§ **Pointing records**:
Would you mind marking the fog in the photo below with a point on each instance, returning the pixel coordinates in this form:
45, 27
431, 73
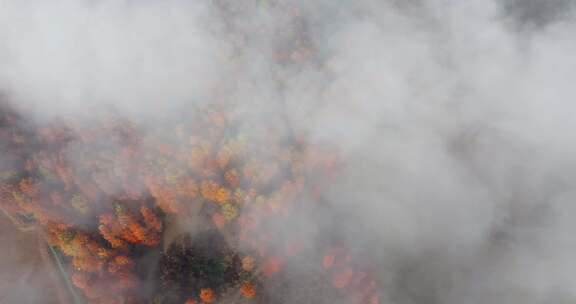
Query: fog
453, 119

==

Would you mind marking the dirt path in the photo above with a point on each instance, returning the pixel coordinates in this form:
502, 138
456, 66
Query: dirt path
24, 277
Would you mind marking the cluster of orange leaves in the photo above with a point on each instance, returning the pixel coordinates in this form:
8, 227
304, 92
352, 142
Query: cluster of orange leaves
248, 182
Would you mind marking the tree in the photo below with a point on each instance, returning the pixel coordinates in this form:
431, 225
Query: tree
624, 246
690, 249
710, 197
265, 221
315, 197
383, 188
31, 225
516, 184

§ **SET PROBLEM**: Gather every line in the rows above that contains the string "Query", and copy each of those lines in full.

§ **PROBLEM SOLUTION**:
Query: fog
Query: dirt path
Query: cluster of orange leaves
Query: tree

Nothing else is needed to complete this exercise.